### What you will do
All records, exactly as written, minus the pictures: copy them out.

### Collected data entries
>>>
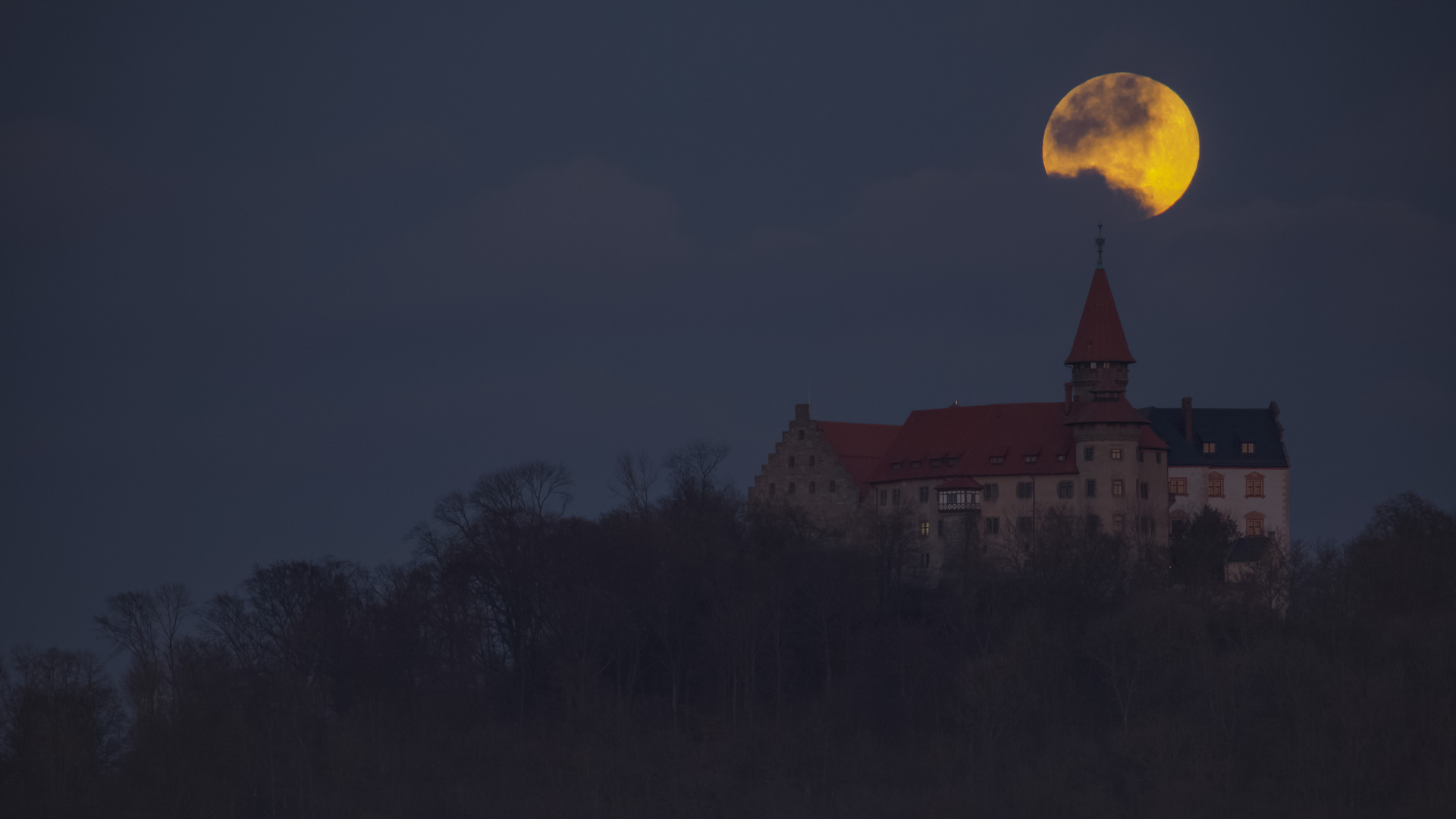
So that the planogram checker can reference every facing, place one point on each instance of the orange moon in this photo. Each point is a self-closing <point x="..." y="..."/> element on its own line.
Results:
<point x="1131" y="130"/>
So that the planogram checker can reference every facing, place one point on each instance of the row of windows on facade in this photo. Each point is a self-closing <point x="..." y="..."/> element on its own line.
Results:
<point x="1027" y="490"/>
<point x="1253" y="522"/>
<point x="1210" y="447"/>
<point x="1253" y="485"/>
<point x="1088" y="453"/>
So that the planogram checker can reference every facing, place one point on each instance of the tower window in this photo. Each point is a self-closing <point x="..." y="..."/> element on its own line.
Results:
<point x="1254" y="485"/>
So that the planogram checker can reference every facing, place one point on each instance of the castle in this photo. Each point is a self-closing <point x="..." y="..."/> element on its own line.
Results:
<point x="1005" y="468"/>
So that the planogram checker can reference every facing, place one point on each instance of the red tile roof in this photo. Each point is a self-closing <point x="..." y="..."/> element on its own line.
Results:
<point x="1100" y="334"/>
<point x="858" y="447"/>
<point x="971" y="436"/>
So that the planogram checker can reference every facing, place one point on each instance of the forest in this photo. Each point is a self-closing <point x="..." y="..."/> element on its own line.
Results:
<point x="689" y="654"/>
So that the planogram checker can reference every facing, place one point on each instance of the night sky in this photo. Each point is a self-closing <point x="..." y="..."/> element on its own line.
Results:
<point x="275" y="278"/>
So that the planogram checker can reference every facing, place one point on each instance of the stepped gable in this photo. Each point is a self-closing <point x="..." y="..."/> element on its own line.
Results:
<point x="1100" y="333"/>
<point x="858" y="447"/>
<point x="973" y="436"/>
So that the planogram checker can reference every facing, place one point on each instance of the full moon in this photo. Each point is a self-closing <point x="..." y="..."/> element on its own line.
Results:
<point x="1131" y="130"/>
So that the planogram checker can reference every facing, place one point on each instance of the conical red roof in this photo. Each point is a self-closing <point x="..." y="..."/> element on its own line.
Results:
<point x="1100" y="335"/>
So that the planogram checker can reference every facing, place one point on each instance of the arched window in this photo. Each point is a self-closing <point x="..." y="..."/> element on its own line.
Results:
<point x="1254" y="525"/>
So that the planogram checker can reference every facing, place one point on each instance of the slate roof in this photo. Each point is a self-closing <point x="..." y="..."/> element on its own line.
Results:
<point x="858" y="447"/>
<point x="971" y="436"/>
<point x="1100" y="333"/>
<point x="1225" y="428"/>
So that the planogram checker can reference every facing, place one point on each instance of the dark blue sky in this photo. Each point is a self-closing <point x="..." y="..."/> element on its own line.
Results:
<point x="273" y="279"/>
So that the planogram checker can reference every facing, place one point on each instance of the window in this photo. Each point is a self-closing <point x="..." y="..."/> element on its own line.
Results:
<point x="1254" y="525"/>
<point x="1254" y="485"/>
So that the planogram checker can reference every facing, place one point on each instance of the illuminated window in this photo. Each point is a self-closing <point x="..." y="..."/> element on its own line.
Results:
<point x="1254" y="485"/>
<point x="1254" y="525"/>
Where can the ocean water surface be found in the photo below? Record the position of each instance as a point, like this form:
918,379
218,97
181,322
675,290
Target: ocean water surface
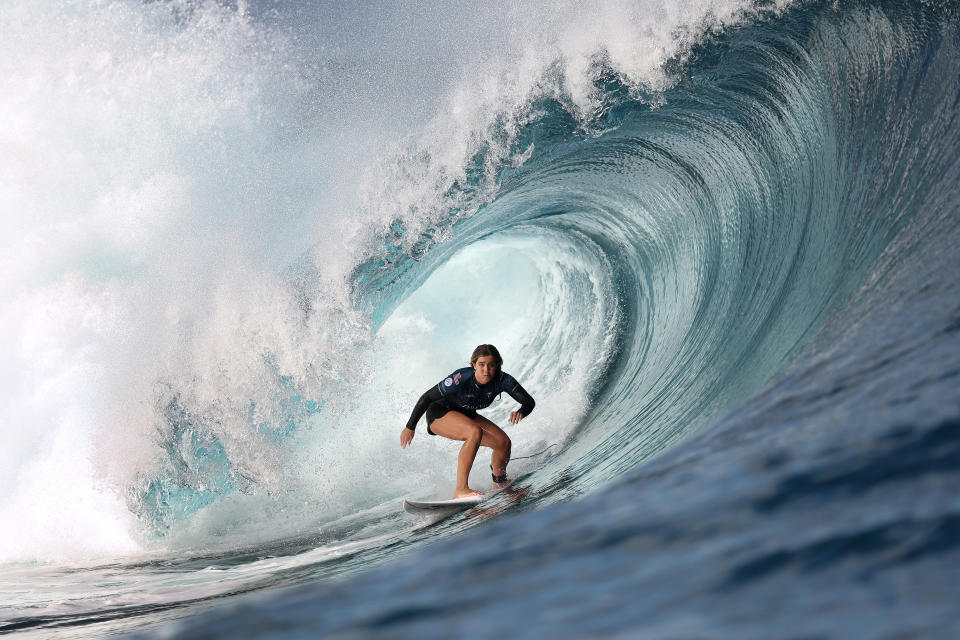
716,240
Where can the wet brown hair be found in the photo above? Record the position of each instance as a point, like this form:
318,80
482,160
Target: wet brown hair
486,350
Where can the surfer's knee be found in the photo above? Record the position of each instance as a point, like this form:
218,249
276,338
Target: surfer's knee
474,434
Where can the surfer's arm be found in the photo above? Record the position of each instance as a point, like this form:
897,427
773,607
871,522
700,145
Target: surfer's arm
431,395
527,403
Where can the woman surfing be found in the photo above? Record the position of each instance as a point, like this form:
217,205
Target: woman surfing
451,407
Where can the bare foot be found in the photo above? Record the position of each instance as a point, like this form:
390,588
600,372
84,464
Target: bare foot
466,493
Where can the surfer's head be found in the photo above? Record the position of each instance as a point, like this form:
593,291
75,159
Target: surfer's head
486,361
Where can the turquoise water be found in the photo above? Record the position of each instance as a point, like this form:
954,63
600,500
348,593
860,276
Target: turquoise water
728,278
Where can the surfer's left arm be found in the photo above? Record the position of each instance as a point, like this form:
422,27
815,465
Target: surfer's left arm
430,395
527,403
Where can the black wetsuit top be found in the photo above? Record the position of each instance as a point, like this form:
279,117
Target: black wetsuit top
461,392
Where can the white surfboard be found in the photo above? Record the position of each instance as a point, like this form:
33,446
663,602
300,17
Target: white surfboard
439,507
<<<
### Response
So that the planogram checker can reference every facing, place one point on each instance of the orange moon in this photo. Each point is a self-closing <point x="..." y="..."/> element on its own line.
Results:
<point x="1131" y="130"/>
So that the planogram checker can reference every facing, place one point on each instance of the row of windows on facade in this photo. Each point is a self-closing <point x="..." y="..."/> element on its own line.
Results:
<point x="1027" y="490"/>
<point x="1253" y="522"/>
<point x="1210" y="447"/>
<point x="1253" y="485"/>
<point x="1088" y="453"/>
So that the planogram checker can reference every facing, place one point on each instance of the tower window in this photo. Each point is a self-closing <point x="..." y="..."/> element on its own line.
Results:
<point x="1254" y="485"/>
So that the planogram checker can reference every facing, place one point on each instance of the castle in this photo. Each point is a self-closing <point x="..." y="..."/> element on its own line.
Results:
<point x="1005" y="468"/>
So that the planogram checker can reference every facing, place one point on each instance of the red tile roof in this photo. Each point is a self-closing <point x="..." y="..."/> element on its own line.
Results:
<point x="1100" y="334"/>
<point x="858" y="447"/>
<point x="971" y="436"/>
So that the planogram checker can reference every facing, place one point on each instance of the forest in this photo. Each point is a self-closing <point x="..." y="..."/> element on its own line.
Results:
<point x="689" y="654"/>
So that the planogram checker can reference every facing, place one point on each instance of the night sky in this photo. Each point is a self-closing <point x="..." y="..."/> element on its own line.
Results:
<point x="275" y="278"/>
So that the planogram checker can reference every facing, place one point on each instance of the stepped gable in this photo. Each point is a self-closing <point x="..." y="..."/> element on its own line.
Results:
<point x="1100" y="333"/>
<point x="858" y="447"/>
<point x="973" y="436"/>
So that the planogram checker can reference every facing, place one point on each instance of the full moon in this photo. Each point is a self-closing <point x="..." y="..."/> element on its own line.
Results:
<point x="1131" y="130"/>
So that the planogram checker can reference every facing, place one point on each instance of the conical red roof in this photo. Each point is a self-closing <point x="..." y="..."/> element on its own line.
Results:
<point x="1100" y="335"/>
So that the planogram checker can reference every facing, place one point on each instance of the arched window in this photo. Each point is a self-closing <point x="..." y="..."/> element on its own line.
Results:
<point x="1254" y="525"/>
So that the planogram checker can reference every facing, place one point on each instance of the slate roof in this photo. Each point is a self-closing <point x="..." y="..."/> element on its own line.
Results:
<point x="858" y="447"/>
<point x="971" y="436"/>
<point x="1100" y="333"/>
<point x="1225" y="428"/>
So that the planogram checker can reference every facing, place one point on each instance of the dark blue sky in this photo. Each point is a self-closing <point x="..." y="..."/> element on its own line.
Results:
<point x="273" y="279"/>
So that the planogram checker can reference every facing, place one point on each instance of the window in this photo. Each point is a self-closing <point x="..." y="..."/> element on its own line.
Results:
<point x="1254" y="525"/>
<point x="1254" y="485"/>
So that the planogram checker can reference every facing, place one point on each instance of the illuminated window in this photo. Each point is a self-closing <point x="..." y="..."/> element on its own line.
Results:
<point x="1254" y="485"/>
<point x="1254" y="525"/>
Where can the ocean water surface be found in the photo below? Record the position of each instance as a point, like this form:
918,379
218,97
181,322
675,290
Target: ocean water surface
716,240
Where can the wet brown hair be found in the photo above? Record the position of each instance as a point, like this form:
318,80
482,160
Target: wet brown hair
486,350
Where can the surfer's knee be found in the photo above? Record the position of each instance as a point, like this form:
218,249
276,338
Target: surfer's knee
474,434
Where can the surfer's arm be found in the photo above? Record the position of each instance as a point, like this form:
897,427
773,607
871,522
700,145
Target: surfer's arm
431,395
527,403
Where can the woman surfing be found in the photo above? Record the position of each instance as a point, like this form:
217,205
Target: woman surfing
451,407
Where can the bare foot be found in the photo above? Record the position of each instance as a point, like this form:
390,588
600,372
84,464
Target: bare foot
466,493
Where can the surfer's head be found in the photo above? Record the position of each instance as a point, like this form:
593,291
75,159
Target: surfer's head
486,361
Where can the turquoise water be found in the photo above? Record the position of each instance as a point, like this form:
954,63
600,500
348,593
860,276
Target: turquoise water
728,278
Where can the surfer's left arm be found in the photo above? Record the position of each instance as a point, like this form:
422,27
815,465
Target: surfer's left arm
430,395
527,403
Where can the black wetsuit top be found in the photo above? Record the position of each instance as a point, like this form:
279,117
Target: black wetsuit top
461,392
Where can the white surfboard be found in the photo above? Record the position of each instance as a point, like this form:
33,446
663,602
300,17
Target: white surfboard
439,507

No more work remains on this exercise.